## Task details:
Please show, copied in full, every line in the records below that contains the word "wheel".

┌──

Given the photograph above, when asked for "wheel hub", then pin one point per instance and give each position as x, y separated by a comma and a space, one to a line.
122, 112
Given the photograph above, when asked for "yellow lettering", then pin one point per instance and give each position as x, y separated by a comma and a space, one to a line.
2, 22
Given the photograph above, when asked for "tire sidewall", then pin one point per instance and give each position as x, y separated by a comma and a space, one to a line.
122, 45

└──
┌──

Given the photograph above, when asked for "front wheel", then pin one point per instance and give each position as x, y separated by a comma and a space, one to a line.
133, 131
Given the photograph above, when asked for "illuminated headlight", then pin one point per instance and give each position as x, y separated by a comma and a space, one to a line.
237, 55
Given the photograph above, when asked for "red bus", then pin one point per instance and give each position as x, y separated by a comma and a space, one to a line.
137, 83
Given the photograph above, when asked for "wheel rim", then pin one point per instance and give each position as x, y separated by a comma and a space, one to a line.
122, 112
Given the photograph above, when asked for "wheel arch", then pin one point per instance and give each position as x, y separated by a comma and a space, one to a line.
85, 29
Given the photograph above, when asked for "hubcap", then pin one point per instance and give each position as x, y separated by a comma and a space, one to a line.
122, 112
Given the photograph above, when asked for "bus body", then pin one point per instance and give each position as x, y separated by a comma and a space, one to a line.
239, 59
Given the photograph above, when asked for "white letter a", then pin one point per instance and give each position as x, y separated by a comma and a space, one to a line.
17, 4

└──

## Written answer:
Given the photograph above, when asked for "wheel hub", then pin one point per instance and give each position as x, y separated by a comma and a space, one to a line.
Given the photograph above, when asked for "front wheel", then pin one point per instance and give each position as x, y separated by a comma and a space, one to a line.
Given the photograph above, when asked for "wheel rim", then pin one point per instance and give each position as x, y separated by a comma and a space, one to a line.
Given the photograph above, when asked for "wheel arch", then pin one point per instance and give each position as x, y separated by a comma and a space, one to a line.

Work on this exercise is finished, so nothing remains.